● **Teks Bacaan**:
········

Site icon KaltengPos

Cegah Stunting dan Edukasi Masyarakat Terkait Bahaya Covid-19

TURUN LAPANGAN: Ketua TP PKK Kalteng Yulistra Ivo Azhari Sugianto Sabran blusukan ke permukiman warga Kota Palangka Raya, belum lama ini. FOTO: IG YULISTRA IVO

Sebagai mitra kerja pemerintah daerah, Tim Penggerak Pemberdayaan Kesejahteraan Keluarga (TP PKK) Kalteng memiliki tanggung jawab cukup besar. Mulai dari upaya menekan angka stunting hingga terlibat aktif dalam penanganan pandemi. 

ANISA B WAHDAH, Palangka Raya

SEBAGAI wujud tanggung jawab dalam melaksanakan tugas dan kewajiban, TP PKK melaksanakan sejumlah kegiatan. Bahkan bertemu langsung dengan masyarakat untuk memberi sosialisasi dan penyadaran akan pentingnya mengatasi dan mencegah stunting. Termasuk memberi bimbingan teknis (bimtek) guna memberikan pemahaman serta peningkatan kapasitas dan pelatihan keterampilan kepada kader dan mitra kerja PKK di 14 kabupaten/kota.

Ketua TP-PKK Kalteng Yulistra Ivo Azhari Sugianto Sabran mengatakan, melalui bimtek yang dilaksanakan itu, para kader diharapkan mampu menjadi ujung tombak dan menjadi agen pemerintah di tengah masyarakat. Para kader ini dapat menyosialisasikan dan memberi pemahaman kepada masyarakat terhadap bahaya stunting.

········

● **Tugas yang Dikerjakan**:
1. Jawablah pertanyaan berikut berdasarkan artikel tentang TP PKK Kalteng di atas.
(a) Apa kepanjangan dari TP PKK?
(b) Di berapa kabupaten/kota kader dan mitra kerja PKK diberi bimbingan teknis?
(c) Menurut Ketua TP-PKK Kalteng, para kader diharapkan mampu menjadi apa?
2. Lanjutkan artikel tentang TP PKK Kalteng di atas setelah kalimat terakhirnya.

● **Data yang Tersedia**:
········

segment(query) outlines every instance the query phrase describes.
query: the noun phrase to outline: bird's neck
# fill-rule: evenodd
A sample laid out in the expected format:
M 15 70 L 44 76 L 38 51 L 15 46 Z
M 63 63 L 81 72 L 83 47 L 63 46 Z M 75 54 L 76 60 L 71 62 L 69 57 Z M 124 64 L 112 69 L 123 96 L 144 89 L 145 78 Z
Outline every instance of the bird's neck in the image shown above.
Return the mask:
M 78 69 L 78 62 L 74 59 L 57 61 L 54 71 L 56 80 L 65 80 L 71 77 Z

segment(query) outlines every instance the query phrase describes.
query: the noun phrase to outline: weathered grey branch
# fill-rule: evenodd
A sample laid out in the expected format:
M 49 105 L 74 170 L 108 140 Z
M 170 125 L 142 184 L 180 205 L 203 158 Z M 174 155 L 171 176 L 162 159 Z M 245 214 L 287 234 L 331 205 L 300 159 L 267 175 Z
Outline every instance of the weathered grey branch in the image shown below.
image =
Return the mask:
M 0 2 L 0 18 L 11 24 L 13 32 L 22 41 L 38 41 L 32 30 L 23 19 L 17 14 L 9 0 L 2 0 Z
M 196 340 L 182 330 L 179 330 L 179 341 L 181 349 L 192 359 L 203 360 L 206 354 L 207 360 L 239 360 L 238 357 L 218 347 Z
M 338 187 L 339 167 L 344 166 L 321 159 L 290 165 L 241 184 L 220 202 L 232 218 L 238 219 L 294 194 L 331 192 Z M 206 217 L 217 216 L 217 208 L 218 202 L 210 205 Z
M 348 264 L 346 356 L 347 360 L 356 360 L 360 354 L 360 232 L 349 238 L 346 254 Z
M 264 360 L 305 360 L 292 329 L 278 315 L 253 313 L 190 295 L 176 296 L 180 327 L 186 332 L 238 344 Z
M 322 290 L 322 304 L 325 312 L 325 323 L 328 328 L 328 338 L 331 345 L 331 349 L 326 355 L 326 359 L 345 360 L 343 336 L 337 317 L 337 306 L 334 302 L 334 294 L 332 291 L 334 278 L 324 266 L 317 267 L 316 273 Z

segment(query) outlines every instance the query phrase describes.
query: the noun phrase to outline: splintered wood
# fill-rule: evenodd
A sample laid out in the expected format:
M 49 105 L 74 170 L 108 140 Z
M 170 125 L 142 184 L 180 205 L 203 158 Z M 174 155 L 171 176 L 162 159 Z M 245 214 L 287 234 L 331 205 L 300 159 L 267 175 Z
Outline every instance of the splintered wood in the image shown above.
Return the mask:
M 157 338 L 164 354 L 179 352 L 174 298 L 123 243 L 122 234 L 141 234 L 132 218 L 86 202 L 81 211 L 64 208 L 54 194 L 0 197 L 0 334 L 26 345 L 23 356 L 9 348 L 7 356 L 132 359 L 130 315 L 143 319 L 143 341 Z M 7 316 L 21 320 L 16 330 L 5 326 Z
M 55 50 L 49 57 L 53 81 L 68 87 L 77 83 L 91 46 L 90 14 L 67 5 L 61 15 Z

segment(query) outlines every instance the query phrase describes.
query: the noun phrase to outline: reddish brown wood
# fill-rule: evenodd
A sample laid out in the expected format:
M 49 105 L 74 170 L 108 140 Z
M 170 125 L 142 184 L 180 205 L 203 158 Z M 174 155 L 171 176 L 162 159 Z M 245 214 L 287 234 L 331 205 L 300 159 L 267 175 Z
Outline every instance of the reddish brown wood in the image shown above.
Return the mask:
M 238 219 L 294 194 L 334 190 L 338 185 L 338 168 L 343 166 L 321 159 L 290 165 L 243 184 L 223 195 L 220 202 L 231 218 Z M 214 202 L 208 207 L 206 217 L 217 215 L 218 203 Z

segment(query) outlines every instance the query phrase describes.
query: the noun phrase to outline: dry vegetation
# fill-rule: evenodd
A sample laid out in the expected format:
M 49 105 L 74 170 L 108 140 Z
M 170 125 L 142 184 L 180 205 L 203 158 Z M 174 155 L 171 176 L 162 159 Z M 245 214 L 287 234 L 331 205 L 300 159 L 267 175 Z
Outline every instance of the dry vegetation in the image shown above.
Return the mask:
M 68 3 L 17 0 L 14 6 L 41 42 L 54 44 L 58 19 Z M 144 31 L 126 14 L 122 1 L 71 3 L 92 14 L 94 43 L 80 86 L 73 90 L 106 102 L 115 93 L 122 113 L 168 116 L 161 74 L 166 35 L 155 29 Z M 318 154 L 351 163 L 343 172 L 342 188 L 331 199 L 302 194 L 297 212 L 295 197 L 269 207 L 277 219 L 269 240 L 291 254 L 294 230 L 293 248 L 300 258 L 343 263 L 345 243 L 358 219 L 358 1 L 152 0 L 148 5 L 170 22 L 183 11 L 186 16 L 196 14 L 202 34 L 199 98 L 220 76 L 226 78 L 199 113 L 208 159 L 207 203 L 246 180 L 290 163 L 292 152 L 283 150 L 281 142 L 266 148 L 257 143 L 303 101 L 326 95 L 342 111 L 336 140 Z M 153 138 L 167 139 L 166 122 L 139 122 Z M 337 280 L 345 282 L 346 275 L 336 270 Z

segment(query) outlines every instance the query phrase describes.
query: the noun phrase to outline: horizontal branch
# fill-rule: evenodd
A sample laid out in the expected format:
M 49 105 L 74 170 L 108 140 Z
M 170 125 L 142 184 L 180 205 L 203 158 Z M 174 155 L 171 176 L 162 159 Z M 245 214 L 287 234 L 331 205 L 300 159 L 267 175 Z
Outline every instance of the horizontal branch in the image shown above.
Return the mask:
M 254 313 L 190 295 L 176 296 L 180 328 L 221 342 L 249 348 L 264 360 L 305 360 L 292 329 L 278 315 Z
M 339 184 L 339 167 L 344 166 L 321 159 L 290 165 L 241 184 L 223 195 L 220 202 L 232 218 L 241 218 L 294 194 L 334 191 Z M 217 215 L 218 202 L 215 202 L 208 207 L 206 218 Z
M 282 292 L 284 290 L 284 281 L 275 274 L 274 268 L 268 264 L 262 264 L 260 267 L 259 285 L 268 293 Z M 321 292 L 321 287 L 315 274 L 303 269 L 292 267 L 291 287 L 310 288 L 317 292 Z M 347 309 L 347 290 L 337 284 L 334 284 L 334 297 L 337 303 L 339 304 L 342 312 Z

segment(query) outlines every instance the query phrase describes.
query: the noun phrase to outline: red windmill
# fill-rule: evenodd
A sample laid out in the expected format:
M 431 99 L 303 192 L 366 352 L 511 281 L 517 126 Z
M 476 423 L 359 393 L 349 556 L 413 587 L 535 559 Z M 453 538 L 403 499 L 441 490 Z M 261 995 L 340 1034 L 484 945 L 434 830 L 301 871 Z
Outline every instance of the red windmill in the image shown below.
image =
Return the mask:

········

● **Jawaban yang Diberikan**:
1.
(a) Tim Penggerak Pemberdayaan Kesejahteraan Keluarga.
(b) Di 14 kabupaten/kota.
(c) Menjadi ujung tombak dan agen pemerintah di tengah masyarakat.

2.
“Selain itu para kader nantinya dapat mengedukasi masyarakat tentang cara-cara pencegahan stunting,” katanya.

Peran TP-PKK dalam penurunan stunting tentu tidak lepas dari pelaksanaan program prioritas TP-PKK. “Para kader PKK juga diharapkan mampu menularkan ilmu dan keterampilan yang didapat kepada masyarakat sekitar,” ucapnya.

Ivo menyebut, bimtek PKK digelar sesuai kelompok kerja (pokja) masing-masing. Pada pokja I dilaksanakan sosialisasi tentang upaya pencegahan perkawinan dini dan pola asuh anak dan remaja yang baik dan tepat. “Dikemas dalam bentuk permainan dan simulasi yang mudah dimengerti dan dipahami oleh peserta,” tegasnya.

“Kegiatan pokja II yakni bimbingan teknis pelatihan membuat motif pada kain dengan metode ecoprint, dengan tujuan agar para peserta mampu membuat produk ecoprint tersebut dalam rangka peningkatan perekonomian keluarga,” katanya.

Kepada peserta pokja III diberi bimbingan teknis memanfaatkan pekarangan melalui program AKU HATINYA PKK, dengan tunjuan untuk meningkatkan ketahanan pangan. Sedangkan pada pokja IV diberi sosialisasi tentang upaya penanganan dan pencegahan stunting di posyandu serta demo masak makanan pendamping ASI.

“Sekaligus sosialisasi pencegahan Covid-19 dengan protokol kesehatan,” tegasnya.

Pihaknya menyebut, sasaran bimtek ini adalah para kader PKK, karang taruna, kader posyandu, kader dasawisma, KPM, pelaku UMKM, ibu hamil, serta para ibu yang memiliki bayi dan balita.

Belum lama ini, Kepala Dinas Kesehatan (Dinkes) Kalteng Suyuti Syamsul menyebut, prevalensi stunting di Kalteng pada 2021 sudah mengalami penurunan. Berdasarkan data survei status gizi balita Indonesia, prevalensi stunting di Kalteng telah menurun dari 32,3  persen pada 2019 menjadi 27,4 persen pada 2021.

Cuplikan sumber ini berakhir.